- **QUESTIONS**
1) Answer these about the article on same-sex marriage and children:
(a) At which school is Perrin a professor?
(b) According to the AAP, about how many children are being raised by gay and lesbian parents?
(c) What is the title of Dale O'Leary's book?
2) Please continue the article on same-sex marriage and children from the point where it stops.

- **TEXT PROVIDED**
—————

Dr. Ellen Perrin, co-author of the policy statement, says marriage gives children of same-sex couples the same advantages of any married couple's children.
"Marriage provides permanence and security for children, and those are extremely important for children's well-being," said Perrin, a professor at Tufts University School of Medicine who specializes in the developmental behavior of children. "(Marriage) allows them to grow up in an environment in which they're confident of the solidity of their family and the fact that their family is just like every other family of kids they know in school."
Almost 2 million children are being raised by gay and lesbian parents, according to the AAP. Only nine states and the District of Columbia currently allow same-sex couples to legally marry.
The policy statement comes as the U.S. Supreme Court is poised to consider two same-sex marriage cases next week. One involves the federal Defense of Marriage Act, which defines marriage as between a man and a woman. The other involves a California law banning gay marriage.
Critics of same-sex marriage have argued it hurts children, citing research that claims children do better when both a mother and a father are in the home.
In a 2009 story, Dale O'Leary, author of the book "One Man, One Woman: A Catholic's Guide to Defending Marriage," said being raised by a same-sex couple damaged children. All children have a natural desire for a parent of each gender, she says, and children of same-sex couples are forced to repress that desire because their parents won't accept it.

—————

- **EXTRACTED RECORDS**
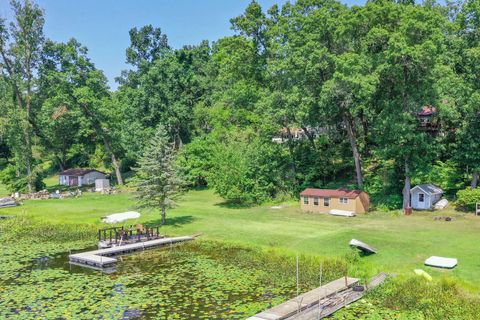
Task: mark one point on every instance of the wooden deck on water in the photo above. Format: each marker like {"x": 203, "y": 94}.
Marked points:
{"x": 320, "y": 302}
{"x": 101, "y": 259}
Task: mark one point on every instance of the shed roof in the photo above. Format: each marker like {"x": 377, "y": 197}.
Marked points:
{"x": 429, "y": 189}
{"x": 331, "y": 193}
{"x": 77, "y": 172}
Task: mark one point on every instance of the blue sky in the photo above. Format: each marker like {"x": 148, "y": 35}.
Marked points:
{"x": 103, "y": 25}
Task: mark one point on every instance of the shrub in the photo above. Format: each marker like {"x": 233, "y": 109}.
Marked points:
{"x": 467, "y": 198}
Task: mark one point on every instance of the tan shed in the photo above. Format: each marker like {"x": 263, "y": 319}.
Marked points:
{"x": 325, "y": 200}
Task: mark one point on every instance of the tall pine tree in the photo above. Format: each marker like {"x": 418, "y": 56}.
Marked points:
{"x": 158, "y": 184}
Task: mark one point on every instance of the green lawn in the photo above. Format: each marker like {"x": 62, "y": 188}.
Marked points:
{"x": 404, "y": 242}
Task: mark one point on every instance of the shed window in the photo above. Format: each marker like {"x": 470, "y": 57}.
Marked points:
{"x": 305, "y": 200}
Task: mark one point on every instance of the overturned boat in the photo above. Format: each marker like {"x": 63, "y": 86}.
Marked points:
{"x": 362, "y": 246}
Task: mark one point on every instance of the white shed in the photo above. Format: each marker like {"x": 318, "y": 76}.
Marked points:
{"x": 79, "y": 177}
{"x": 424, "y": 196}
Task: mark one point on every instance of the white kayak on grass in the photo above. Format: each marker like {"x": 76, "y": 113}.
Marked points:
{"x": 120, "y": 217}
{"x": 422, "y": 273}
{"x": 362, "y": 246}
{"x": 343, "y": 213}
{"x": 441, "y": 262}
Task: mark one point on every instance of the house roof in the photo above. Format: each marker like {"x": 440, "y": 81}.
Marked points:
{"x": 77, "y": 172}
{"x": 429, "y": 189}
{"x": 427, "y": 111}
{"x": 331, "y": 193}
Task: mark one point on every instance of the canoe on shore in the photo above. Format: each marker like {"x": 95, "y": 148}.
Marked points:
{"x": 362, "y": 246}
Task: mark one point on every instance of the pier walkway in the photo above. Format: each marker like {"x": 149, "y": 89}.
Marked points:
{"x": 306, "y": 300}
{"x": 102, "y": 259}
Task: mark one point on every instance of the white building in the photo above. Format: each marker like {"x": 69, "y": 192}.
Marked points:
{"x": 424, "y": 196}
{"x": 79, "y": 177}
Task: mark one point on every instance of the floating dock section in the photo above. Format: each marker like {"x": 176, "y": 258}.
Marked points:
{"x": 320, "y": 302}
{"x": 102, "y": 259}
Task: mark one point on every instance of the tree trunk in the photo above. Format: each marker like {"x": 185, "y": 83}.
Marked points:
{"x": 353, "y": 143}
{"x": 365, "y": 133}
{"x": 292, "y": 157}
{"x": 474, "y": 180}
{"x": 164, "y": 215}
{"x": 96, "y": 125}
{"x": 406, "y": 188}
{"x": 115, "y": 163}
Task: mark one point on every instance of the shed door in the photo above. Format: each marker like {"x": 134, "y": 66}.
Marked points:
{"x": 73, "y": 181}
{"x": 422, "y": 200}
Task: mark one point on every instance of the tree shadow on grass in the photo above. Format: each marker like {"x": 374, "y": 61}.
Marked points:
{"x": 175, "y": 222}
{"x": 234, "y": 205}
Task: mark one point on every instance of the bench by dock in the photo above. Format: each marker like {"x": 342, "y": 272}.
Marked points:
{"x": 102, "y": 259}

—————

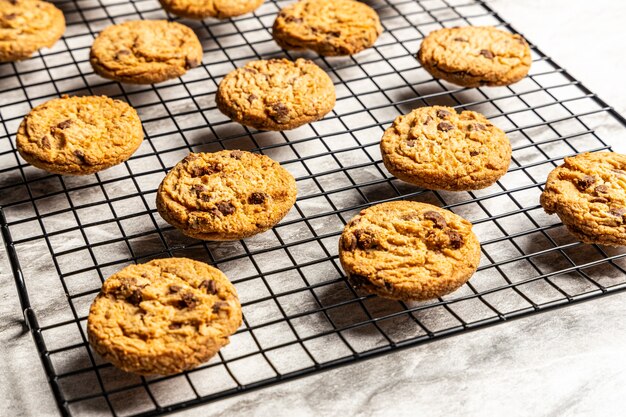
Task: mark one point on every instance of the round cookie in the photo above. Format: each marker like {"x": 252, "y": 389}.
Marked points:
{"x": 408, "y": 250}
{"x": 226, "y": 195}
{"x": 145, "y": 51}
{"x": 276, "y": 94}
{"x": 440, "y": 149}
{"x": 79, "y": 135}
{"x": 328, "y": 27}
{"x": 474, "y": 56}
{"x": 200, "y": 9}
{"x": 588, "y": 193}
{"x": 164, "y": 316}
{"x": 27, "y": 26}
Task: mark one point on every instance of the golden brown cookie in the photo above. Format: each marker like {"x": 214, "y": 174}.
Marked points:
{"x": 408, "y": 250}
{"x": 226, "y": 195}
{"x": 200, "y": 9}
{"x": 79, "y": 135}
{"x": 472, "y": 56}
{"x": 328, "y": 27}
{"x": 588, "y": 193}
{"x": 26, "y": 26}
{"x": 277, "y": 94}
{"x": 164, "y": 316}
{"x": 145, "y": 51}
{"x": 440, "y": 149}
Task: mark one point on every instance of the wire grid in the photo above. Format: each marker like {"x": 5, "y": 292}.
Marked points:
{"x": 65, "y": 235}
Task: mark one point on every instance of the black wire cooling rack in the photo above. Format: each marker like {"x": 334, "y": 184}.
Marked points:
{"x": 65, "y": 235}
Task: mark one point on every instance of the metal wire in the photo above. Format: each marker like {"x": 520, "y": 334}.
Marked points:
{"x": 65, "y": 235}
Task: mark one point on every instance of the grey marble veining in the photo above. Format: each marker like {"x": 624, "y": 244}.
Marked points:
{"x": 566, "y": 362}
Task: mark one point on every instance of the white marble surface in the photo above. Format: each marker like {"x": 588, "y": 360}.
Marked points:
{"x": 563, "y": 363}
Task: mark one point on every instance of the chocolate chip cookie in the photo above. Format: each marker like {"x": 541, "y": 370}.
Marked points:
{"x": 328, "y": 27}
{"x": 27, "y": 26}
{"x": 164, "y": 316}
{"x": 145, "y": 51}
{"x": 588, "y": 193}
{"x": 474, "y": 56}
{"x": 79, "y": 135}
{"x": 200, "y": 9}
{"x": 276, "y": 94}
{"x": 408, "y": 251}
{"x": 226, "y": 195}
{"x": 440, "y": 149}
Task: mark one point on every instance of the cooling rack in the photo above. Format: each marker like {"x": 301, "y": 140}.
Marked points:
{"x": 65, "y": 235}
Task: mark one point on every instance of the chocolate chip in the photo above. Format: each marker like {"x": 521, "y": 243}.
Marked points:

—————

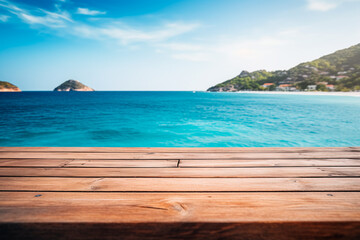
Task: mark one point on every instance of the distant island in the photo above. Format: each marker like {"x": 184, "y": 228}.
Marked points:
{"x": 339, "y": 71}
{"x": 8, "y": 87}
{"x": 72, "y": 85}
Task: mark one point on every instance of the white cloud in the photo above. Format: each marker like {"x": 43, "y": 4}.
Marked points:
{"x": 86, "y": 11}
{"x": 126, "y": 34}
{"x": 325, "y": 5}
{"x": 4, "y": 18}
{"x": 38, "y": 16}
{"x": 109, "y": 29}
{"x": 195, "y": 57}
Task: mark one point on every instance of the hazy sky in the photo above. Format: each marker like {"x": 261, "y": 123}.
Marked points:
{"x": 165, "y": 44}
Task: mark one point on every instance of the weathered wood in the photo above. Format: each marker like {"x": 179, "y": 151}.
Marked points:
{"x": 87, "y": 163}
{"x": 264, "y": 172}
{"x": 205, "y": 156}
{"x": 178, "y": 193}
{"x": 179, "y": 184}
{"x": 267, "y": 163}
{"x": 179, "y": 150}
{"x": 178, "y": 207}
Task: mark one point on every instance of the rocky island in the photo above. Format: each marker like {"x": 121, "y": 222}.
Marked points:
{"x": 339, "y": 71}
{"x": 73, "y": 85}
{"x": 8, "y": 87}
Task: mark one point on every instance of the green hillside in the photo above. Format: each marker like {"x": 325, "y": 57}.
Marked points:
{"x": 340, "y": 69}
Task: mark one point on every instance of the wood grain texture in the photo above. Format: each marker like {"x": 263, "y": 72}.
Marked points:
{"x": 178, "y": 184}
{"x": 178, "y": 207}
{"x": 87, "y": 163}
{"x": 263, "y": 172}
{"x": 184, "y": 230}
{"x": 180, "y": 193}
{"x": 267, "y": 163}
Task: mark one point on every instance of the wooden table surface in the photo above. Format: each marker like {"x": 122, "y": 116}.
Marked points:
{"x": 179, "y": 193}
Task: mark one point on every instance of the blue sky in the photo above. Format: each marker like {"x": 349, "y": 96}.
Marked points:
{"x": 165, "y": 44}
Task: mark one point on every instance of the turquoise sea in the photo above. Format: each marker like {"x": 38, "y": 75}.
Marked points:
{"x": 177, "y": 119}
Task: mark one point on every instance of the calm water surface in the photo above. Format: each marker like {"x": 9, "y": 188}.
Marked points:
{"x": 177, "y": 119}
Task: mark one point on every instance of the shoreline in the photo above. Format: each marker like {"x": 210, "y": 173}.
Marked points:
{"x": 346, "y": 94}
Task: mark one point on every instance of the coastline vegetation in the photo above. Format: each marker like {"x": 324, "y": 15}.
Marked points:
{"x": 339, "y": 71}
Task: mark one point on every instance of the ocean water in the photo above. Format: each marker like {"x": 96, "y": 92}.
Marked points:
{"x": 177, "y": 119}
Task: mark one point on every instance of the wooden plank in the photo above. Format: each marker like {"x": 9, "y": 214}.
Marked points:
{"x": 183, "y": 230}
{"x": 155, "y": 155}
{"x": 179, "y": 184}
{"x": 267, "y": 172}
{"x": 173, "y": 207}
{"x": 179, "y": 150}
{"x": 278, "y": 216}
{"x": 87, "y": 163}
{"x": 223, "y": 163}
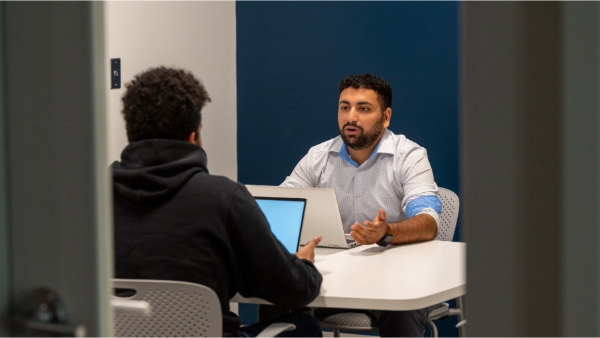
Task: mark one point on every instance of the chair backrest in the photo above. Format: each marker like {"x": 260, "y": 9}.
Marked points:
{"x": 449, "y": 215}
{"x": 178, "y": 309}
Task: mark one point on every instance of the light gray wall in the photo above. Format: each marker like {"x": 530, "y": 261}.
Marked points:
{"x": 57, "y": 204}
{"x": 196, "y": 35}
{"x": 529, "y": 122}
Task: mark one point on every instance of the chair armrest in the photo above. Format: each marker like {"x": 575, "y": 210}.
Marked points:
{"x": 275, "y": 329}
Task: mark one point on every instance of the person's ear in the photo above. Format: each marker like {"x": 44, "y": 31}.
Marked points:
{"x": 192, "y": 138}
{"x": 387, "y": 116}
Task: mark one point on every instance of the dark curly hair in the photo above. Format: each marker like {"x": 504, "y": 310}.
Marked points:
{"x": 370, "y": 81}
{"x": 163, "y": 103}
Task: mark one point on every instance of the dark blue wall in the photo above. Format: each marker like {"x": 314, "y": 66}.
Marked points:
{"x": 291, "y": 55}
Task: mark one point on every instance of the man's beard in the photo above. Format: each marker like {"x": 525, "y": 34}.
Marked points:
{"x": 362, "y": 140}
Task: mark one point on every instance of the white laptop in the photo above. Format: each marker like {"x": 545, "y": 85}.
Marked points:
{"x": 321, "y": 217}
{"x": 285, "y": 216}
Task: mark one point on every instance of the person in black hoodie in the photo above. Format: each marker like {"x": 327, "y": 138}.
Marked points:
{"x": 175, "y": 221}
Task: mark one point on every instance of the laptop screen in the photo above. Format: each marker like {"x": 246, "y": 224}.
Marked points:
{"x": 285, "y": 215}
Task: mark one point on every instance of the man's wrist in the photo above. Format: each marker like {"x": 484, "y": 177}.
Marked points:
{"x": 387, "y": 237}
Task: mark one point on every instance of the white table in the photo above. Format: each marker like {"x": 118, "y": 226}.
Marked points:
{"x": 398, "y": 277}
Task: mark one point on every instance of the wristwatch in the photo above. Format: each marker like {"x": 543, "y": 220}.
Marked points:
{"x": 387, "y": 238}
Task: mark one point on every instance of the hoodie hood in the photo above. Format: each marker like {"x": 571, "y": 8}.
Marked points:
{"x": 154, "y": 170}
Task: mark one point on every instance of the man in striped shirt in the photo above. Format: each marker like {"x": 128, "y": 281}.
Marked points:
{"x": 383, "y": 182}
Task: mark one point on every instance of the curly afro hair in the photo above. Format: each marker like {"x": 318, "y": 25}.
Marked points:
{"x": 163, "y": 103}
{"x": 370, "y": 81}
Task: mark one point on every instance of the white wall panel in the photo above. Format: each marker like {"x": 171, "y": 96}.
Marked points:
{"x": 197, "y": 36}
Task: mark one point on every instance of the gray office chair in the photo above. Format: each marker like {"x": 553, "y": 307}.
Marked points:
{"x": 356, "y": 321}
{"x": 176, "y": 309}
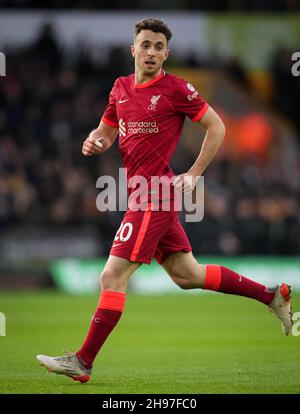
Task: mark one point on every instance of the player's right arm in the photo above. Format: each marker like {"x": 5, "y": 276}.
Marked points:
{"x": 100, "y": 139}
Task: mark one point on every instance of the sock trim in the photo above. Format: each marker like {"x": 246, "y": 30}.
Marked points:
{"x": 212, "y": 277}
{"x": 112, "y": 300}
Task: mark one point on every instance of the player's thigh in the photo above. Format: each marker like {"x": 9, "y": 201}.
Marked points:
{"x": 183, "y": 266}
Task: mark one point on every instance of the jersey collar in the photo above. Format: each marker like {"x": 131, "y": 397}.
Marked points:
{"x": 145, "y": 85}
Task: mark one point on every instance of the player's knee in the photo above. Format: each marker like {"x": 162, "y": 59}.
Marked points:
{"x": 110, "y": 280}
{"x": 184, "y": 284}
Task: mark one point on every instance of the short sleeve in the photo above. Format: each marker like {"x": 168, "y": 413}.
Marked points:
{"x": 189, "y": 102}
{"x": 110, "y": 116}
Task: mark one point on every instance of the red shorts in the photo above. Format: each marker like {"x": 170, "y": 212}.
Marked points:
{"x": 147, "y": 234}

—————

- **EXPECTED RESULTS**
1)
(a) Tufts University School of Medicine
(b) Almost 2 million
(c) "One Man, One Woman: A Catholic's Guide to Defending Marriage"

2)
In a 2010 opinion piece, Bishop Harry R. Jackson Jr., senior pastor of Hope Christian Church in Beltsville, Maryland, said "An eight-year study of girls and their families showed that a father's presence in the home, with appropriate involvement in his children's lives, contributed to daughters' reaching puberty at a later age."
Although Jackson did not provide specifics on the study, Perrin dismisses such concerns and says virtually all the studies evaluating the benefit of having both a mother and a father in the home compare the situation to a one-parent family, typically the mother alone---not to two parents of the same sex.
"This is something that people are often concerned about, but in reality it just isn't really a problem for these families," she said. "It's very clear that other people in the child's family environment can substitute for a male or a female influence."
In reaching its conclusion, the American Academy of Pediatrics authors reviewed more than 30 years of scientific research evaluating children raised by gay and lesbian parents.
"There's no relationship between parents' gender or sexual orientation and their children's well-being," Perrin said. "Our conclusion is based in the fact that there's no evidence at all that same-sex marriage harms children in any way."